- **DO THIS**
Could you render all of these rows as a numbered list, dropping any blank lines and leaving the pictures out?

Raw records
━━━━━━━━━━

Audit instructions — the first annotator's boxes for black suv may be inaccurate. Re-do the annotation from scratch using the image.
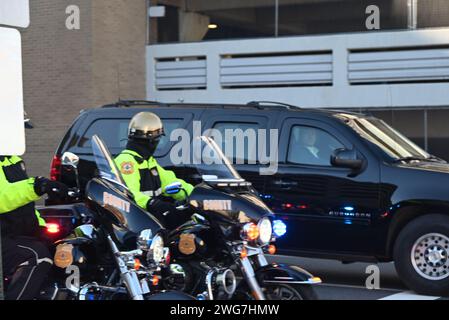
[47,101,449,295]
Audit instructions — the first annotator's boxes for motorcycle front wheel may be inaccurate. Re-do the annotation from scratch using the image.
[262,283,318,300]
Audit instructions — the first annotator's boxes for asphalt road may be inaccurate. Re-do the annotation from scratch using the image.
[269,255,446,300]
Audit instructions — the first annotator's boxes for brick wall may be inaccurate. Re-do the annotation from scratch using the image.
[22,0,146,176]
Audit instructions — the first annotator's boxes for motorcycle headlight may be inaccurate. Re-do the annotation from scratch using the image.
[241,222,259,241]
[257,218,273,245]
[148,234,165,264]
[137,229,153,251]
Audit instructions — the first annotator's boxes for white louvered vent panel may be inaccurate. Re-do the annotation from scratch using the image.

━━━━━━━━━━

- **SOLUTION BELOW**
1. Audit instructions — the first annotator's boxes for black suv may be inaccurate. Re-do the annotation from scratch using the image.
2. [47,101,449,295]
3. Audit instructions — the first annotator's boxes for motorcycle front wheel may be inaccurate. Re-do the annotation from scratch using the image.
4. [262,283,318,300]
5. Audit instructions — the first annotator's boxes for asphalt road may be inaccurate. Re-do the annotation from scratch using the image.
6. [269,255,446,300]
7. Audit instructions — the first annotator's boxes for brick wall may be inaccurate. Re-do the annotation from scratch using the image.
8. [22,0,146,176]
9. Audit instructions — the first annotator's boxes for motorcycle headlight may be inaccurate. Re-do the annotation from scratch using the image.
10. [241,222,259,241]
11. [257,218,273,245]
12. [148,234,165,264]
13. [137,229,153,251]
14. Audit instructions — the first annotator's boxes for white louvered vent panel may be inaccurate. Re-do the annotation from scratch using the image.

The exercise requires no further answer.